■ **Short exercise**
Return every one of the items below word for word, line by line.

— begin Data to process —

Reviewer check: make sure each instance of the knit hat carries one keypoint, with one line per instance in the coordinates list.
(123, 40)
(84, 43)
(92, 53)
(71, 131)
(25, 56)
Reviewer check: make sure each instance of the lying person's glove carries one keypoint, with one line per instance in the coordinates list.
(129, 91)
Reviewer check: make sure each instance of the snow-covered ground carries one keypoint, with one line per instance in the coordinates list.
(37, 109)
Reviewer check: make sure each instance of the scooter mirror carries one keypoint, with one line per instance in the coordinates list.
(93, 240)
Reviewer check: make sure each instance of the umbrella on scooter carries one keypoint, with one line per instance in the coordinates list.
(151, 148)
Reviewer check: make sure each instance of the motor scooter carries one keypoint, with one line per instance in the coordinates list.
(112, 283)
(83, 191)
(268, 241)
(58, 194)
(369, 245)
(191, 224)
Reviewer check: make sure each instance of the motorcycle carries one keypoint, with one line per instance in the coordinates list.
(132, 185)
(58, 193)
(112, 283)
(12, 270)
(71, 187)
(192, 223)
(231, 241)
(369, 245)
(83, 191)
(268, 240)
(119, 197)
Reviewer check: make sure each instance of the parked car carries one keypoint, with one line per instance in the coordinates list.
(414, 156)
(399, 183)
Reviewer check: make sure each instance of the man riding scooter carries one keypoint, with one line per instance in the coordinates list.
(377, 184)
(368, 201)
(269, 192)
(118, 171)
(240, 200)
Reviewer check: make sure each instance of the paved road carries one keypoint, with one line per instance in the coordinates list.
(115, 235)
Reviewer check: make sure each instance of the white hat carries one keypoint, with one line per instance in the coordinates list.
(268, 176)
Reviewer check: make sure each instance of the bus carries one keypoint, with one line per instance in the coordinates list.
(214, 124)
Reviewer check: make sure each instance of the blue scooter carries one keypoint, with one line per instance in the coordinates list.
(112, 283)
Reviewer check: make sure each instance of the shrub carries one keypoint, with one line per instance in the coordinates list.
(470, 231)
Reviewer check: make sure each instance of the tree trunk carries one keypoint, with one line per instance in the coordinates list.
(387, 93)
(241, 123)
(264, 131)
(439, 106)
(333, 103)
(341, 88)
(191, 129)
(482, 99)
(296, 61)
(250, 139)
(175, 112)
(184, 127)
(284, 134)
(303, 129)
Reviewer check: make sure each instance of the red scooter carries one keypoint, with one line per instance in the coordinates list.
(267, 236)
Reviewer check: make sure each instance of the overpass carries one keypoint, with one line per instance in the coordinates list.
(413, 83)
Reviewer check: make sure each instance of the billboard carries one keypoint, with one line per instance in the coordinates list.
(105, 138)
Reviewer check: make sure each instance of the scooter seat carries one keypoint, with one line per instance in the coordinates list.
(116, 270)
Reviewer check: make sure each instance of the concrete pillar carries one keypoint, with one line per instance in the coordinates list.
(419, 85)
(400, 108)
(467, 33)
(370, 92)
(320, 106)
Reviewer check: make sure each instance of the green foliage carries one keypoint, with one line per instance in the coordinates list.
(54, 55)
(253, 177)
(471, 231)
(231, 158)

— end Data to process —

■ **Right answer**
Reviewer check: make sure each instance of the knit hat carries one keypoint, with one line per instance in the coordinates list.
(123, 40)
(84, 43)
(92, 53)
(71, 131)
(25, 56)
Reviewer check: make sure each instance of the lying person's glove carries one keypoint, with one line per instance in the coordinates list.
(129, 91)
Reviewer check: make sure each instance of the snow-covered ground carries one keypoint, with one line per instance in the coordinates list.
(37, 109)
Reviewer check: make sure each instance of the scooter mirror carries one keypoint, with one line per instance in the coordinates list.
(93, 240)
Reviewer check: make sure each instance of the umbrella on scooter carries one keypoint, with one line per instance in the coordinates list.
(151, 148)
Reviewer check: make sure each instance of the motor scooter carries one keypoint, with one line per instance in the coordinates list.
(112, 283)
(83, 191)
(268, 241)
(58, 194)
(369, 245)
(191, 224)
Reviewer check: make sure each instance of the motorcycle carries one keypoint, with one line per instance in the coordinates list.
(132, 185)
(58, 193)
(112, 283)
(12, 270)
(71, 187)
(192, 223)
(231, 241)
(369, 245)
(83, 191)
(268, 240)
(119, 197)
Reviewer check: make sure each instance of the parked car carries one keypoint, with one line per instance in the coordinates list.
(414, 156)
(399, 183)
Reviewer check: make sure each instance of the man riding scooter carries one keypoint, with one line per instance in the coordinates list.
(377, 184)
(368, 201)
(269, 192)
(118, 171)
(240, 200)
Reviewer check: make sure each instance of the paved road carries one keypoint, with one line per instance in the coordinates list.
(115, 235)
Reviewer check: make sure each instance of the white hat carries one keypoint, with one line per instance in the coordinates list.
(268, 176)
Reviewer check: make sure each instance of the bus carries one keypoint, with one line per instance in the coordinates list.
(214, 124)
Reviewer check: make sure each instance of the blue scooter carries one keypoint, with one line per instance in the coordinates list.
(112, 283)
Reviewer check: make sure each instance of the shrub carries one keypoint, with one line per instance in the coordinates list.
(470, 231)
Reviewer check: make sure each instance of the tree trunk carries one keypoint, with one line per instance in the coordinates list.
(387, 93)
(241, 123)
(264, 131)
(439, 106)
(333, 103)
(341, 88)
(191, 129)
(482, 99)
(296, 61)
(250, 139)
(175, 112)
(184, 127)
(284, 134)
(303, 129)
Reviewer check: make sure each instance of the red scooter carries one keypoint, with one line per instance in the coordinates list.
(267, 236)
Reviewer check: make sure each instance of the overpass carries one keypoint, with one line per instance in the coordinates list.
(413, 83)
Reviewer check: make sure each instance of the billboard carries one keypoint, with one line per instance in the coordinates list.
(105, 138)
Reviewer check: make sure each instance of the scooter seat carries one keypoint, with one line per instance in the coordinates list.
(116, 270)
Reviewer check: make sure each instance of the concrete pillar carries one keypoint, with one line per instance in the coordinates list.
(419, 85)
(400, 108)
(467, 33)
(370, 92)
(320, 106)
Reviewer check: make sure each instance of the green foliage carries one keypoint, with one line per instance in the coordinates list.
(54, 55)
(253, 177)
(471, 231)
(231, 158)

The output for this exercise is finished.